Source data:
※ ※ ※

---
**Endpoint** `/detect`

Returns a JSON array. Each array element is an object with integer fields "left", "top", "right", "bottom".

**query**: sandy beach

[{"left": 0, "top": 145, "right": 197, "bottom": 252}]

※ ※ ※

The task> For each record above, give it again without a single change.

Result of this task>
---
**Endpoint** `/detect`

Returns a JSON array. Each array element is an object with integer fields "left", "top", "right", "bottom".

**query**: sandy beach

[{"left": 0, "top": 145, "right": 197, "bottom": 252}]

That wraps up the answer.